REQUIRED WORK: Pick out every line in the listing below that contains the string "church" and copy each of those lines in full.

(Records from a data source)

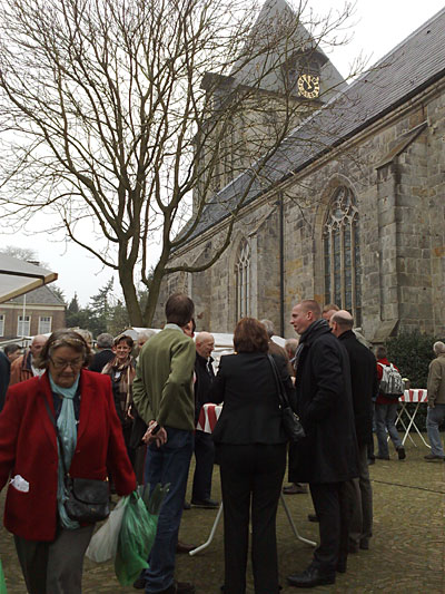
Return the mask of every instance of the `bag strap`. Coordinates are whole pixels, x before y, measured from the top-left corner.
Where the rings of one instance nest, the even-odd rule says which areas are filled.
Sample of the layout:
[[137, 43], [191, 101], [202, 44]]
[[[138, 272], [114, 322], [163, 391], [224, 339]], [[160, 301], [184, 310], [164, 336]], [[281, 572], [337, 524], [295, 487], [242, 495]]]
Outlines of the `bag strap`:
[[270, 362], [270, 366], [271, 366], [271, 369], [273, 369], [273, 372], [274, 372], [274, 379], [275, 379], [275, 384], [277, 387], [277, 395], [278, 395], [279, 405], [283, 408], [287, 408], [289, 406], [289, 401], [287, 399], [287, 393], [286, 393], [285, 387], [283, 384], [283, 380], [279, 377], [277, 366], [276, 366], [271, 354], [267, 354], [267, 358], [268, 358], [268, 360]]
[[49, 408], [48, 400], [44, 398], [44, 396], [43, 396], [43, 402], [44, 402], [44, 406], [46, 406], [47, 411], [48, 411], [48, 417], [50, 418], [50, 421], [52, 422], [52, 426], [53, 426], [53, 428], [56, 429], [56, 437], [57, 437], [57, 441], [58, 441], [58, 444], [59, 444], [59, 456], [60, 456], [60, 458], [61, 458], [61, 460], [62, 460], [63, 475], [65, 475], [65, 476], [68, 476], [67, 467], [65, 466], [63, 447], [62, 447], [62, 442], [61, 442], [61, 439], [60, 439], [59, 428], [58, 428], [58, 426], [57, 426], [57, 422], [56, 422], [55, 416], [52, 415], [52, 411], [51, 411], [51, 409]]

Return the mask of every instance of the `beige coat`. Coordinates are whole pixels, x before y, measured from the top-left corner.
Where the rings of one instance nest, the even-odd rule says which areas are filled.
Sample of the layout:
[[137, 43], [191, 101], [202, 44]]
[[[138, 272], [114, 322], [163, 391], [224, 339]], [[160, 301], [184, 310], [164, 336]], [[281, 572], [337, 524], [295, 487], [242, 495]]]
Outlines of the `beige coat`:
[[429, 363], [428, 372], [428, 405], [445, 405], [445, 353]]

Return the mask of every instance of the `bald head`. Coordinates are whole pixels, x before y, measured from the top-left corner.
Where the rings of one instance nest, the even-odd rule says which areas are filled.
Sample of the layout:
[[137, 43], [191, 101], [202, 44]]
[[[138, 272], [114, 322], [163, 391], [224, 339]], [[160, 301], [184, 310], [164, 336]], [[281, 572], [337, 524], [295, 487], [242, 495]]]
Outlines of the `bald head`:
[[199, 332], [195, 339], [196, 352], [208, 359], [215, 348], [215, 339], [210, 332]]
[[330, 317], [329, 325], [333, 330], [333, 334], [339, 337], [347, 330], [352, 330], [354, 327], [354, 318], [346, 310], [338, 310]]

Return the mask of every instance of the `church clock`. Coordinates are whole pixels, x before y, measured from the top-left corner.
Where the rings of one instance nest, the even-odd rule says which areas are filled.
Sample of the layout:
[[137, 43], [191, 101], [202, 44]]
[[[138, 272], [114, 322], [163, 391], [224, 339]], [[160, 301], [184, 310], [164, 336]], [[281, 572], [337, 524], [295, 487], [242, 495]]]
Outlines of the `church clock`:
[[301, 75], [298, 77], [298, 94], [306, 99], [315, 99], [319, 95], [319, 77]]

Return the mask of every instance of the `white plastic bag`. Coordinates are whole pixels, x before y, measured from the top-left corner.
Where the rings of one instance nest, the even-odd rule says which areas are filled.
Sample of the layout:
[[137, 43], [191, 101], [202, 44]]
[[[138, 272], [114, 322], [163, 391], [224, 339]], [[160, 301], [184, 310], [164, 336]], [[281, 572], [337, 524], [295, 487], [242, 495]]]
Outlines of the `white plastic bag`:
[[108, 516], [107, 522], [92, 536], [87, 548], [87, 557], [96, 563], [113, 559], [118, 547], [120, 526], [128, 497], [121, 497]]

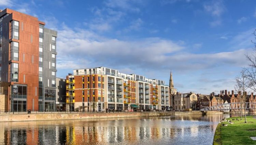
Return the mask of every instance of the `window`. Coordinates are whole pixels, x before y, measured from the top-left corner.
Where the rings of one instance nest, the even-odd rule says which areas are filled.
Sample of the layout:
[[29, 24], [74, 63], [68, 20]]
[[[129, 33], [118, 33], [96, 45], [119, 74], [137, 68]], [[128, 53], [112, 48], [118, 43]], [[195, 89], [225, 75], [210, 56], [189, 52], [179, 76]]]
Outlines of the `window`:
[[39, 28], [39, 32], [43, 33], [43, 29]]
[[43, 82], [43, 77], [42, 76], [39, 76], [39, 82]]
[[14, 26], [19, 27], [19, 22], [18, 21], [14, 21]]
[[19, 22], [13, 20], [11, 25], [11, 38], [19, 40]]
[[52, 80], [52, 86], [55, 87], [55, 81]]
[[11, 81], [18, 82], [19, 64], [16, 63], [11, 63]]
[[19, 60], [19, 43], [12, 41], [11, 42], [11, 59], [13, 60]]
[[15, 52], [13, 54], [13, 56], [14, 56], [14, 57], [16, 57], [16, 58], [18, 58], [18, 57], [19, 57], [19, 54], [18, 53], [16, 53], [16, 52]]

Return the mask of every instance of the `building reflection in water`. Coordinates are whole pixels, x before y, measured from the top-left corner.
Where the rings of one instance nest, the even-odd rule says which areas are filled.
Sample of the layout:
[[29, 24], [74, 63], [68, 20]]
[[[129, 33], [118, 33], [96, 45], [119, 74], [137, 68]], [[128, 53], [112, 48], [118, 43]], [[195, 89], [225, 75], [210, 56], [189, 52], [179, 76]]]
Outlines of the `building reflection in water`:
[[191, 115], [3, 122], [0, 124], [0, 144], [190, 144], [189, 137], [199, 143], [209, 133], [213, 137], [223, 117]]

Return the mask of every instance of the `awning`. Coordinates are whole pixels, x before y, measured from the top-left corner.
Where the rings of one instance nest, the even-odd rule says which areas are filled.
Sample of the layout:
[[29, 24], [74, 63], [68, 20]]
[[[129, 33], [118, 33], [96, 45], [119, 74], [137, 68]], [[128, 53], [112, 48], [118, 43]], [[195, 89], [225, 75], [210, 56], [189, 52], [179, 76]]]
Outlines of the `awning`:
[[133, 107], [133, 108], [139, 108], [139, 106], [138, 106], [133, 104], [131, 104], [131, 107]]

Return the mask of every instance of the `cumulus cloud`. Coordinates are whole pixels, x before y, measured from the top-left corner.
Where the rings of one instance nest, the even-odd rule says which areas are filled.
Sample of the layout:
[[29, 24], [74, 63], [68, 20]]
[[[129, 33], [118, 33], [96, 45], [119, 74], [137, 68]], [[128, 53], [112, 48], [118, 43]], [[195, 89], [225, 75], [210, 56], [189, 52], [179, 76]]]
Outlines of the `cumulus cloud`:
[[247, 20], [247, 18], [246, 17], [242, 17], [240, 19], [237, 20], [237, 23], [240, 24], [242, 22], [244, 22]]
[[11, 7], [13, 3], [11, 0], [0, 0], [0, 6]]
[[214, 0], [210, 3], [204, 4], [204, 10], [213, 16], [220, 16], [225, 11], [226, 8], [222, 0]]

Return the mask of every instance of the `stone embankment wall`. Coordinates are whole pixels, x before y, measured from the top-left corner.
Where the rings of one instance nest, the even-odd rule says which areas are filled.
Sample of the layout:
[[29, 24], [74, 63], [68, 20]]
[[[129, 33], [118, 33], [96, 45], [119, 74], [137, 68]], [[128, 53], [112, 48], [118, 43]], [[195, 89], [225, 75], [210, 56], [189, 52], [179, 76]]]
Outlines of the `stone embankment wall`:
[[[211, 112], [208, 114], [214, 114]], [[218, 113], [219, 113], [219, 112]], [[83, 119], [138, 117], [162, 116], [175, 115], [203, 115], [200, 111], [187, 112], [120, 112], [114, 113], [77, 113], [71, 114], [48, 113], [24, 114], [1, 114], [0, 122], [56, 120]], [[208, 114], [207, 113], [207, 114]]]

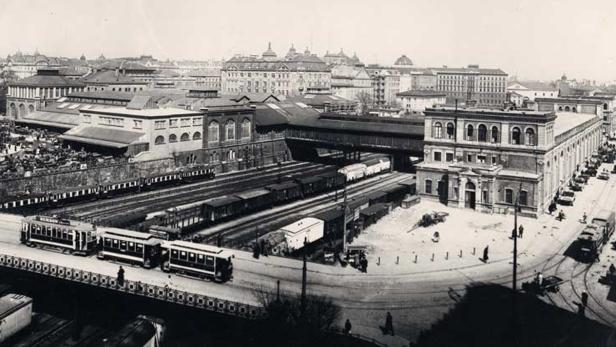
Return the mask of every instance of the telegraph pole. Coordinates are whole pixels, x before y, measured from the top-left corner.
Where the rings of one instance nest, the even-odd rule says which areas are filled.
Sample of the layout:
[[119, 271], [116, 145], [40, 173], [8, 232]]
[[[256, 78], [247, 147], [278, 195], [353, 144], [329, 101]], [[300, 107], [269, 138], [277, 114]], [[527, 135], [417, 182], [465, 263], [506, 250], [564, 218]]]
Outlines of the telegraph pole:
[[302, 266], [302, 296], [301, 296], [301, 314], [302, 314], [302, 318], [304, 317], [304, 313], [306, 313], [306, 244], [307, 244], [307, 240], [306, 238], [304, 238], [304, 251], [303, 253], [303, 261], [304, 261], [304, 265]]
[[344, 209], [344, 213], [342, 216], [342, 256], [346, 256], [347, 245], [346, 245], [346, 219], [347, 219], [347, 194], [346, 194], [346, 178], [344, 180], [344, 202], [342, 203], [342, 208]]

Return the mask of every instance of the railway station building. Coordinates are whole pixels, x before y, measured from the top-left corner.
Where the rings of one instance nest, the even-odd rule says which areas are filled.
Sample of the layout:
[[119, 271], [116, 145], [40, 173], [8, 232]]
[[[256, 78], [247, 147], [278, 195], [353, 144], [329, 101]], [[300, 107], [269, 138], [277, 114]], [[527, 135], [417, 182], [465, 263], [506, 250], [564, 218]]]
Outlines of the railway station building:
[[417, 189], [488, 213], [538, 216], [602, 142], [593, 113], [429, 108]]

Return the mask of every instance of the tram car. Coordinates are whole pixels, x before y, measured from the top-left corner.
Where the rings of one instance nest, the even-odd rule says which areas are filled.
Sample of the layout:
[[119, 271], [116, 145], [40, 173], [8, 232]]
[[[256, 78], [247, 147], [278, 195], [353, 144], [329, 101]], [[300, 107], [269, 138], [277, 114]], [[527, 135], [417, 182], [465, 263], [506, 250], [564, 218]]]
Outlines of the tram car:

* * *

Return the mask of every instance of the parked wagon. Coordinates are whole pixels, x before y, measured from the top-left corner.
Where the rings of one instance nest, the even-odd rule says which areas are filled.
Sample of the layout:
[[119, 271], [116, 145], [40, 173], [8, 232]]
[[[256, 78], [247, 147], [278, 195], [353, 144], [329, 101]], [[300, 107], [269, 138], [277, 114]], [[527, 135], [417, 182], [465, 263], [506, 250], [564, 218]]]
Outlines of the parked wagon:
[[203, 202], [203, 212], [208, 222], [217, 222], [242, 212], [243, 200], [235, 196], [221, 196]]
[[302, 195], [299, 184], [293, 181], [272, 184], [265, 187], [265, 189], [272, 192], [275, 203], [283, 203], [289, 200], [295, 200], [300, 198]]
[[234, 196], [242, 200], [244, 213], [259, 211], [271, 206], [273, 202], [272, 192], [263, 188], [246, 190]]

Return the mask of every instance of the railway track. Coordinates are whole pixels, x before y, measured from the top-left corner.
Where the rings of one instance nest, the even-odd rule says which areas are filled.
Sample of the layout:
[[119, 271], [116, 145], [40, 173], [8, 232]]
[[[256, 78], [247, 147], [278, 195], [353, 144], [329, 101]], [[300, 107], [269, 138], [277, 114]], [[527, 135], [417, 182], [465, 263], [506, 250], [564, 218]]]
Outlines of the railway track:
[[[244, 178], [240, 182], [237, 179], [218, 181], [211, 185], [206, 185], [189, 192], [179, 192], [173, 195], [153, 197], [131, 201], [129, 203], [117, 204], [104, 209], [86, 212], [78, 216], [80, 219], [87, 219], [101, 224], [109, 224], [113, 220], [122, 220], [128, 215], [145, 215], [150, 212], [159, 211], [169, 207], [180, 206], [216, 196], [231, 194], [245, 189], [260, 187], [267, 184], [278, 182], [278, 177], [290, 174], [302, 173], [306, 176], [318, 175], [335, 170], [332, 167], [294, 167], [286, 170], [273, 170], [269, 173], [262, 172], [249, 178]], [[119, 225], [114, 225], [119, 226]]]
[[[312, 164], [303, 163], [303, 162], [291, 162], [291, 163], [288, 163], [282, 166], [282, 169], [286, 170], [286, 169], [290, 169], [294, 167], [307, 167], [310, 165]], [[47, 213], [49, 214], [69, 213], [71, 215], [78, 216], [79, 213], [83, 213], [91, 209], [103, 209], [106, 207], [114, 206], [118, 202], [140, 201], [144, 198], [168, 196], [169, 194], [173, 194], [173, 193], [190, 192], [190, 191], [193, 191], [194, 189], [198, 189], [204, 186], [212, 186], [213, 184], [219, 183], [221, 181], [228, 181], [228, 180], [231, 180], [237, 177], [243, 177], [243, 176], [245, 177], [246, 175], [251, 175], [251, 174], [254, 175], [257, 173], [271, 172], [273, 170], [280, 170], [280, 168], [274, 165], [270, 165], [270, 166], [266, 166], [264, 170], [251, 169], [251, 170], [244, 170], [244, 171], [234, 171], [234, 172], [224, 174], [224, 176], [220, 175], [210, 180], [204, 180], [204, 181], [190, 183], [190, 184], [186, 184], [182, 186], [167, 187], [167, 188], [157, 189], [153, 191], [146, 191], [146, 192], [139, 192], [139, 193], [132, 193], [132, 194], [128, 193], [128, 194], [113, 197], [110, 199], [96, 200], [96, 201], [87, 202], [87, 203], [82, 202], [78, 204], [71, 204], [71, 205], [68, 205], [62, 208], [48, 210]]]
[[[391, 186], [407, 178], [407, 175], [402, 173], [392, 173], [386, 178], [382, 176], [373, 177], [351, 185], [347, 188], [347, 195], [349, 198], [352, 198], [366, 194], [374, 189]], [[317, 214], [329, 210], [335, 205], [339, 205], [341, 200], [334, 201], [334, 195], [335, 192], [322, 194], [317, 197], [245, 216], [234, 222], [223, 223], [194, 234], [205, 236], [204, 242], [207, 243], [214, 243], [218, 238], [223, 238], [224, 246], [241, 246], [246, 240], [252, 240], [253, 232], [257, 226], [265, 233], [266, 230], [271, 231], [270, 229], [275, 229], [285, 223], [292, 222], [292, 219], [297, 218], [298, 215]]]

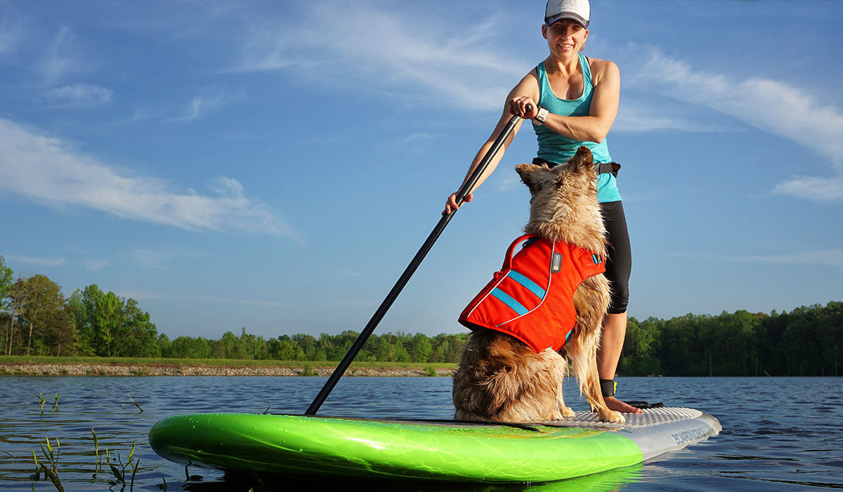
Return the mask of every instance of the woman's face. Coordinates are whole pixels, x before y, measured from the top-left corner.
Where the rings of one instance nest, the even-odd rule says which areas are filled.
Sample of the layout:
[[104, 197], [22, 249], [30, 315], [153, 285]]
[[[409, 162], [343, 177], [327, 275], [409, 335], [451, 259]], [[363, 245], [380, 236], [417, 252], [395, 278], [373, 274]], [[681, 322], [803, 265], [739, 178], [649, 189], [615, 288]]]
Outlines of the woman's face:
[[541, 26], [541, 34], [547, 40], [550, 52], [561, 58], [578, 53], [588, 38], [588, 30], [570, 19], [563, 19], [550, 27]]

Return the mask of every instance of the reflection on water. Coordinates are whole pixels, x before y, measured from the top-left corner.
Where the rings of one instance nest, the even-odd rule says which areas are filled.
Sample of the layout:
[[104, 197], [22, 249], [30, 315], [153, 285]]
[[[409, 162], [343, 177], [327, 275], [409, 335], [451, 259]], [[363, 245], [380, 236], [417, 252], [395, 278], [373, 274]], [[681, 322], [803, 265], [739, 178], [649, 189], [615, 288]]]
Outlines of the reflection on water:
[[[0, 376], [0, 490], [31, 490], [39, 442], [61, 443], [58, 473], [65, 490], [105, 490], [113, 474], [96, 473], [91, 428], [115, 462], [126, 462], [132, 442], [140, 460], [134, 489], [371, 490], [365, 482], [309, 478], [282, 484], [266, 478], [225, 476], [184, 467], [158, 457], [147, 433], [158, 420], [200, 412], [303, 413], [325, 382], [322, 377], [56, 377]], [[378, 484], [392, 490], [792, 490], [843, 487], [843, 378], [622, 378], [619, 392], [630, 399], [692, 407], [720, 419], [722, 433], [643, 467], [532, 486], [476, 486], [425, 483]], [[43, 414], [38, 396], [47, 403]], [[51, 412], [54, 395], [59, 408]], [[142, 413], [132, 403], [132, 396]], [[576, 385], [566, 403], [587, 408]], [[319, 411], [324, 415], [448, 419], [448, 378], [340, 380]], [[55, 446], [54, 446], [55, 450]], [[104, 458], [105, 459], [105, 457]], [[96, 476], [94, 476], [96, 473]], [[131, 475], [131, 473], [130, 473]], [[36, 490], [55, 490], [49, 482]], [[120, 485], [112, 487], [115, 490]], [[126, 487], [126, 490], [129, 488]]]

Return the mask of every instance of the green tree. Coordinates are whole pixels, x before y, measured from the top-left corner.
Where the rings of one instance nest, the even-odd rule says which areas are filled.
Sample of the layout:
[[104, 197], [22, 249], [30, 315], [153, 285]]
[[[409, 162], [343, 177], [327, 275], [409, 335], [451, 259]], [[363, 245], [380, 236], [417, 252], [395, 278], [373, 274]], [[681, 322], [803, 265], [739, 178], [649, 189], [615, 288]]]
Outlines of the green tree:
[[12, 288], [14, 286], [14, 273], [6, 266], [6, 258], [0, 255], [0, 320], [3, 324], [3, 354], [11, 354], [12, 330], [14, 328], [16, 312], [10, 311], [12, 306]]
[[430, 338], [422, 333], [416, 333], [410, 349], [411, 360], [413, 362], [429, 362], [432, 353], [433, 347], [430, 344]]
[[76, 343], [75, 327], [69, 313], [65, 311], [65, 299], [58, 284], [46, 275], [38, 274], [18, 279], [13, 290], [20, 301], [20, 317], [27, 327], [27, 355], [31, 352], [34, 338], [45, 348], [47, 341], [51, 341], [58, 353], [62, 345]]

---

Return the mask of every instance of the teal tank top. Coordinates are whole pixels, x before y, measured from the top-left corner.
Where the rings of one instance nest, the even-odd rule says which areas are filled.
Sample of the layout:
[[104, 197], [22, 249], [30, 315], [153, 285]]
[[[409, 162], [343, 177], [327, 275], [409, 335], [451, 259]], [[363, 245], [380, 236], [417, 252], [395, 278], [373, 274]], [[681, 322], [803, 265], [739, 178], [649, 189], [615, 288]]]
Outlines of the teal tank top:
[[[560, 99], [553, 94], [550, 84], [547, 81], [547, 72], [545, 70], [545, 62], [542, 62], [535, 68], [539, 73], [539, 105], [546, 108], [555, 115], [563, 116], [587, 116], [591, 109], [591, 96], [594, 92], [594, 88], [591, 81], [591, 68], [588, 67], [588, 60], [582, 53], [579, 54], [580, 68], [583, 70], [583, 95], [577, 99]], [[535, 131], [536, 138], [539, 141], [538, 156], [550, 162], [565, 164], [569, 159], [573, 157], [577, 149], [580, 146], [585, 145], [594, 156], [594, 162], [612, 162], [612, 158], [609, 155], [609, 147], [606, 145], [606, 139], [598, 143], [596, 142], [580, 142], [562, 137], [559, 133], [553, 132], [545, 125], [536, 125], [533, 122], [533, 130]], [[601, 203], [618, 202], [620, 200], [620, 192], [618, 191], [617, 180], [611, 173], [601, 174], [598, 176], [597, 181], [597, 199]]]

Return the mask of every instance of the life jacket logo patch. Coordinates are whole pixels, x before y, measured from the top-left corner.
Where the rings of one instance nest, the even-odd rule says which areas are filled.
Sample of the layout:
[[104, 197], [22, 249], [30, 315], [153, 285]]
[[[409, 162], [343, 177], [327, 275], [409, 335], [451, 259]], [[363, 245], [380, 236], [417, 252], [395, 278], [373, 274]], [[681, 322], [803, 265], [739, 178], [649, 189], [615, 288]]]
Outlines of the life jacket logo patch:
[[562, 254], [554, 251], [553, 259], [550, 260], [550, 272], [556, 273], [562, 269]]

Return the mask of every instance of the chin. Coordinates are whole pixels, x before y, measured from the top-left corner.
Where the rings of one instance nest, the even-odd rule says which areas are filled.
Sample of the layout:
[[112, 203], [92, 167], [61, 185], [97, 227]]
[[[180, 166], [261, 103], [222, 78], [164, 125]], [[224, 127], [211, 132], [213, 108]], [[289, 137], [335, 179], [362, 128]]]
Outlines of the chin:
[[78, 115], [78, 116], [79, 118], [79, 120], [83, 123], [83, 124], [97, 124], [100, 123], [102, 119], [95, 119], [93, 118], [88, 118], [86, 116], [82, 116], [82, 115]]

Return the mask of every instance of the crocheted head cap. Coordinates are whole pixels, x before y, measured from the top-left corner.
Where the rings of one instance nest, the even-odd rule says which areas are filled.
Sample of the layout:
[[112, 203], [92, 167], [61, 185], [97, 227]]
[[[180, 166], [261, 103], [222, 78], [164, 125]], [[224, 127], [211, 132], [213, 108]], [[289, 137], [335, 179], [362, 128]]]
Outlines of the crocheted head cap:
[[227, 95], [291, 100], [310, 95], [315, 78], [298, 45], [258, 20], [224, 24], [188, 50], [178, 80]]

COMPLETED EXERCISE:
Return the mask of every instance of the `church clock`. Coordinates are whole pixels, x before y, measured from the top-left corner.
Outlines of the `church clock`:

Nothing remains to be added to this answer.